↓

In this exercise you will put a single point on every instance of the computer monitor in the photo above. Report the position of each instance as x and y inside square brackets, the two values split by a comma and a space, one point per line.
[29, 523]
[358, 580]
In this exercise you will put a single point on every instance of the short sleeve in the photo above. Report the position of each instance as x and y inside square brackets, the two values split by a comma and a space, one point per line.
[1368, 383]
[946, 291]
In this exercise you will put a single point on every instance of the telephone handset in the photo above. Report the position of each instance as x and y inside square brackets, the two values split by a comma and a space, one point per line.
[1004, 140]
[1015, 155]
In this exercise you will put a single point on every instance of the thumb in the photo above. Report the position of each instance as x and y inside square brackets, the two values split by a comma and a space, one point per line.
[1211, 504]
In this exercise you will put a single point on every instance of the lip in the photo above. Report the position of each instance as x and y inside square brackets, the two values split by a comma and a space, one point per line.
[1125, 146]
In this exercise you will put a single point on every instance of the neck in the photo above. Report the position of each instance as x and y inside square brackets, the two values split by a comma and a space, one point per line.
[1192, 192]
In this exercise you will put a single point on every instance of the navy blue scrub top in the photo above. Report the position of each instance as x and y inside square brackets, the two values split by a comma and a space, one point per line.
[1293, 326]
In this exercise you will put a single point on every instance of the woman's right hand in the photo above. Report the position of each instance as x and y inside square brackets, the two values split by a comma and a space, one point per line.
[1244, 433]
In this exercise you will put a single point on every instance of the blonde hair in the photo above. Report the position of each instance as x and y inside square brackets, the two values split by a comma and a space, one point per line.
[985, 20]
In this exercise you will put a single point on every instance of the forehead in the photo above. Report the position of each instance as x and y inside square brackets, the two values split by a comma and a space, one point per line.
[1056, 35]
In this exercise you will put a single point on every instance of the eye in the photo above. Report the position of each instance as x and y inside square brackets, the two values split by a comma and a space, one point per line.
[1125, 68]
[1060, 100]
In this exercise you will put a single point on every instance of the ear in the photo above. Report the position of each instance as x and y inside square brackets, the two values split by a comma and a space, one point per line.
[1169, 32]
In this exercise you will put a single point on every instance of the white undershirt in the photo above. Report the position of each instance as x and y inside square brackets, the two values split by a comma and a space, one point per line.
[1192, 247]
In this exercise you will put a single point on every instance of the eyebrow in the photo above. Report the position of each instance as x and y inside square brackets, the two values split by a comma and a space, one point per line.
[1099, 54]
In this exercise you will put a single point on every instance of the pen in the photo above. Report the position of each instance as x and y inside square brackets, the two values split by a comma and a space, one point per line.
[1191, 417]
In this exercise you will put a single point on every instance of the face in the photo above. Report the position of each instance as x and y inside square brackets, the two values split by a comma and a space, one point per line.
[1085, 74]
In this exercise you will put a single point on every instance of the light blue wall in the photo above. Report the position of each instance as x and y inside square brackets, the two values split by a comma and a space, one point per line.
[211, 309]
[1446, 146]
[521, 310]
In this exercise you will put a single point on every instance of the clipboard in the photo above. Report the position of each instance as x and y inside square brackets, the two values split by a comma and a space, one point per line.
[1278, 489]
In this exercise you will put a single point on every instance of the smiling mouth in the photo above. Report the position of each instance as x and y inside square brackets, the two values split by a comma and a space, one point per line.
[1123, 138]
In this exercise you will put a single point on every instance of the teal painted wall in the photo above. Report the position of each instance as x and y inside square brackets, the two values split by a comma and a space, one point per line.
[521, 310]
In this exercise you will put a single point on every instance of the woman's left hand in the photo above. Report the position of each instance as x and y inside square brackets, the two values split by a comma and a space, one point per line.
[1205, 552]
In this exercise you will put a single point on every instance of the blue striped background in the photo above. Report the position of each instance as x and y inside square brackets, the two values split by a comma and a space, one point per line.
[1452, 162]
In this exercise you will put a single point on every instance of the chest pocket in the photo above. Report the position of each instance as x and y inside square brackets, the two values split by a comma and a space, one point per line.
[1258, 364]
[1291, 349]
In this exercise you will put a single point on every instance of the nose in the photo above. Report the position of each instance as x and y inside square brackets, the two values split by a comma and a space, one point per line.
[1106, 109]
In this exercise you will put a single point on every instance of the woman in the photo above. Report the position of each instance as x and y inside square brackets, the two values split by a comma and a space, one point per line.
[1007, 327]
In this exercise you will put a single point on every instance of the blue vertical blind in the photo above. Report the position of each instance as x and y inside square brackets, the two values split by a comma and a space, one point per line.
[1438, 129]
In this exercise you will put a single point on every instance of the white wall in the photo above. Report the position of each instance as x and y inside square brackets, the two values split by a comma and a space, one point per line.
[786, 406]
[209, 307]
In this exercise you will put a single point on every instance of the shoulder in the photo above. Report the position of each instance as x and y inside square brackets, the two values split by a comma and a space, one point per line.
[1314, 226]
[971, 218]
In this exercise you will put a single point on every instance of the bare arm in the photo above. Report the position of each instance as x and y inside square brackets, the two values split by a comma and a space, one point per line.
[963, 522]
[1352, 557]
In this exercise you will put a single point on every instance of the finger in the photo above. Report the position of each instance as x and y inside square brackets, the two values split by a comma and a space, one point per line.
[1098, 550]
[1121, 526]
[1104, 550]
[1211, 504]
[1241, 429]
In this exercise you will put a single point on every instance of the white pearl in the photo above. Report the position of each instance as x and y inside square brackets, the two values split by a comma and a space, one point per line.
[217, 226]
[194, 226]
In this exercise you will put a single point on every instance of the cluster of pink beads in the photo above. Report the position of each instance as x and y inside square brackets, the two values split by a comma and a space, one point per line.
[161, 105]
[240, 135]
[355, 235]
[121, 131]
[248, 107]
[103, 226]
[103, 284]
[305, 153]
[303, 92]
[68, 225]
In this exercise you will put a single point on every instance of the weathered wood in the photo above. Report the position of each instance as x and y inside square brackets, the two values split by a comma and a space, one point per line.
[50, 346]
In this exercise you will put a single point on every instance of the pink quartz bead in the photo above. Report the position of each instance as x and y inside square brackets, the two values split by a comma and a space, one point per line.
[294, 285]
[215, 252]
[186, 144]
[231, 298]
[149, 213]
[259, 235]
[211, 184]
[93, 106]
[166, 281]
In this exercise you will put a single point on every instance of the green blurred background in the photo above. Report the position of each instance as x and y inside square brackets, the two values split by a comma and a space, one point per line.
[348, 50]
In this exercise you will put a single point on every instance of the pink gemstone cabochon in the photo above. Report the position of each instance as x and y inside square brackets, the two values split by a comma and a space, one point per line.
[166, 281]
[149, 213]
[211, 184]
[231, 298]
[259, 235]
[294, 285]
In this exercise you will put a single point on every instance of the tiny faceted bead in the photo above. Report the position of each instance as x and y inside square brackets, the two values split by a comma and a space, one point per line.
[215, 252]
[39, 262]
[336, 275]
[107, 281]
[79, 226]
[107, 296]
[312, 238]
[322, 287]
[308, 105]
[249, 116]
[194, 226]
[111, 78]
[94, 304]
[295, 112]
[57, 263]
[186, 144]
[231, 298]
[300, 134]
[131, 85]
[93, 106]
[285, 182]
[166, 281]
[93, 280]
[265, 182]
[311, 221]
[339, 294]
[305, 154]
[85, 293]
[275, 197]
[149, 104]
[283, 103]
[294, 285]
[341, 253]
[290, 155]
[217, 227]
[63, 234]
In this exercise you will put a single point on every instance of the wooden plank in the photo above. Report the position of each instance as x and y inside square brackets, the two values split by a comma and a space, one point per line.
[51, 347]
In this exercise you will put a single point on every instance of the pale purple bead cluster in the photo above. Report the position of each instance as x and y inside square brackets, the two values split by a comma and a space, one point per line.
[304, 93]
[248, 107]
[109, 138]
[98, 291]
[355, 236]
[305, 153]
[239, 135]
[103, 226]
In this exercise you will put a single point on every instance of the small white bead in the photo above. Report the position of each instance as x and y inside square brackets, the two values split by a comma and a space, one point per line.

↑

### What the task asks:
From the first line to the last, return the data exactly as written.

### Exercise solution:
In this exercise you will put a single point on every instance of the computer monitor in the photo above. Report the position of each instance as x and y inside square brackets, the two values split by a comma and a space, one point per line.
[29, 523]
[358, 580]
In this exercise you will put a single point on every instance of the short sleeve in the photo above. Report the position of each instance as x and y inside square brackets, the two values split by a comma and a space, one point per line.
[1368, 383]
[946, 291]
In this exercise you will put a single point on every instance of the telephone handset in the photo above. Report the position of each instance as x and y inside square brackets, the two values split by a comma and a space, one point per line.
[1004, 140]
[1015, 155]
In this exercise you will put a single point on every instance of the thumb in the photo above. Report the position of each instance as x and y inside square brackets, the two values split by a comma and a space, one point per line.
[1211, 504]
In this exercise you will put a single point on every instance of the lip in the photo above. Report the position of each instance as x and y inside square brackets, the two values split by a comma and a space, one point per line.
[1125, 146]
In this exercise you will put a single point on every instance of the neck in the photo above. Report the position of each instance as x and y inside square brackets, the two values split by a comma and a space, one point per line.
[1192, 192]
In this exercise you will put a single point on every instance of the navy blue scrub top in the photo above. Report the position of each instance as x and y inside square brackets, the two values split by a comma and a space, one point per line.
[1293, 326]
In this exercise you will put a single point on every instance of the woman's right hand in the photo above. Report the position of each instance as x and y inside square brackets, the two values split by a comma and a space, one point per line.
[1244, 433]
In this exercise you will put a single point on every instance of the blonde hair in the photo above. Report the position of each instance as x and y inside square brackets, the two values split by a comma and a space, one point per line.
[985, 20]
In this exercise you will put a single point on every instance of the forehead in the photo above. Report the position of each instance as x and y inside square brackets, the two values split by a comma and a space, one point per line.
[1056, 35]
In this exercise you will put a single point on every instance of the eye in the photo above. Report the position of each instance as x and y inside square brackets, the two values split by a comma and a space, one point per line.
[1125, 68]
[1060, 100]
In this exercise you will put a single point on every instance of the ear in the photo above. Report the position of each instance as x and y inside square brackets, the two values split by a comma and a space, one point per line.
[1169, 32]
In this exercise you will put a single point on every instance of the white undershirt in the photo above. Report the position of each instance as x and y inside square brackets, the two values split by a comma and a space, one point per line.
[1192, 247]
In this exercise you will put a single point on every instance of the eyebrow in the photo above. Report the position of each instance as x and y inside square brackets, the two values split by a comma and a space, one point per line.
[1099, 54]
In this exercise you will put a single point on every instance of the pen in the photo above. Report the position of each instance as x and y inside square brackets, the two values split by a comma and a space, one point per line.
[1191, 417]
In this exercise you will put a single point on every instance of the face in the photo above. Report the position of each instance as x and y inside square brackets, the two values split by a comma and a space, one point per line.
[1085, 74]
In this exercise you will put a single point on every instance of the light blue wall in the photo above. Report the position of each instance as x and y inside square brackets, the two values split by a comma and a space, one point per line.
[211, 309]
[1446, 146]
[521, 310]
In this exercise you will put a single point on every instance of the clipboard in the photo above. Report the position of each instance as x and y inside square brackets, the two values split by a comma and a space, one point per line.
[1278, 489]
In this exercise you will put a single point on every instance of the smiling mouth in the photo above. Report the position of each instance as x and y inside square brackets, the two values split by a comma and a space, one point per line.
[1123, 138]
In this exercise you will put a single point on every instance of the teal painted wall in the photo above. Report the position of each instance as x and y inside square brackets, the two values split by a comma and a space, one point per line.
[521, 310]
In this exercise you will put a single point on every instance of the woman's left hand in the photo above. Report the position of each instance as x and y inside square brackets, the two values split by a comma and a space, one point per line.
[1205, 552]
In this exercise you will put a single point on every instance of the blue striped background in the photo above. Report the position of each instance as x and y inside square brackets, the two values split by a comma and a space, one point per line.
[1452, 162]
In this exercise you will put a single point on every instance of the chest pocket in the photo above. Report the position of each instance as x and y inside square brackets, the two values split by a comma and a space, one point per line.
[1258, 364]
[1291, 349]
In this exercise you will put a single point on every instance of the nose in the photo above. Report the position of each instance as x and y inside square brackets, the two values split by a comma and a space, one point per line.
[1106, 109]
In this exercise you will put a single point on every instance of the woman in the photo above. Report the position of each instance as x and y inside square brackets, the two values split by a comma and a space, one point per line.
[1007, 327]
In this exercise you will put a single point on every instance of the blue vertical blind in the photo above. Report the position of each instance as x and y inside square brackets, the two values split by a comma and a space, one point per line.
[1438, 129]
In this exercise you will put a single point on every instance of the white wall in the photo above. Report the position of each instance as x and y inside square brackets, the two values split by a comma and a space, one point per line.
[786, 406]
[209, 307]
In this exercise you will put a single point on every instance of the shoulder in the photo above. Report the position of each instance as x and y inside square brackets, the two values split by a comma and a space, one point per line.
[1314, 226]
[971, 218]
In this exercise you will put a single point on every instance of the bare arm in the photo above. Report the position of each instance as x and y inside square brackets, the two values split by a comma and a space, one point per line.
[963, 522]
[1352, 557]
In this exercise you will put a single point on every instance of the finger in the photo above. Report the position of each instance as x and y inside square brackets, the two values split by a comma and a space, one point per line.
[1098, 550]
[1121, 526]
[1104, 550]
[1211, 504]
[1241, 429]
In this exercise you will put a single point on every instance of the white pearl in the photo above. Report the position of each instance as x and y inside square brackets, the two values split by a comma and a space, one point per line.
[217, 226]
[194, 226]
In this exercise you will put a single point on every instance of the cluster of pink beads in the photo above. Report the position of each instance as x and y inside square brackets, the two values split by a comma and a space, one point per line.
[161, 105]
[240, 135]
[355, 235]
[121, 131]
[248, 107]
[103, 226]
[103, 284]
[305, 153]
[303, 92]
[68, 225]
In this exercise you will put a single point on every instance of the weathered wood in the photo above. Report the position of each instance as x and y inside square brackets, the two values split by a comma and a space, one point per line.
[50, 346]
In this exercise you will put a single point on every instance of the pink quartz bead in the photo above. Report the position of each instance as x and y inside square brackets, the two values split by a comma and a space, one point per line.
[294, 285]
[215, 252]
[186, 144]
[231, 298]
[149, 213]
[259, 235]
[211, 184]
[93, 106]
[166, 281]
In this exercise you will put a single point on every instance of the green blurred background in the photo above. Report the position of each instance as x and y inside square brackets, the two values split by a comma and a space, one point per line.
[348, 50]
In this exercise you will put a single point on every instance of the pink gemstone cabochon in the photo above. Report the position of each instance as x and y inside square brackets, the two values split by a comma and a space, one point per line.
[166, 281]
[149, 213]
[211, 184]
[231, 298]
[259, 235]
[294, 285]
In this exercise you will put a single point on every instance of the tiny faceted bead in the photo above. Report the position of each instance as x and y inside square brackets, the two values split by a comma and a space, one point per line.
[215, 252]
[39, 262]
[336, 275]
[107, 281]
[79, 226]
[107, 296]
[312, 238]
[322, 287]
[308, 105]
[249, 116]
[194, 226]
[111, 78]
[94, 304]
[295, 112]
[57, 263]
[186, 144]
[231, 298]
[300, 134]
[131, 85]
[93, 106]
[285, 182]
[166, 281]
[93, 280]
[265, 182]
[311, 221]
[339, 294]
[305, 154]
[85, 293]
[275, 197]
[149, 104]
[283, 103]
[294, 285]
[341, 253]
[290, 155]
[217, 227]
[63, 234]
In this exercise you will put a single point on every instance of the wooden plank in the photo above. Report the position of each instance as x and y inside square brackets, the two values split by a comma and a space, one point per line.
[51, 347]
In this exercise you will put a single point on every instance of the pale purple bead cluster in the photo above. Report the position of each instance as x and y inside square brackets, the two values split by a comma and a space, one point per line.
[304, 93]
[248, 107]
[109, 138]
[98, 291]
[355, 236]
[305, 153]
[239, 135]
[103, 226]
In this exercise you will put a single point on every instance of the small white bead in the photo above. Report the position of each instance as x and y inside square brackets, the two values split by a comma and a space, one point per line.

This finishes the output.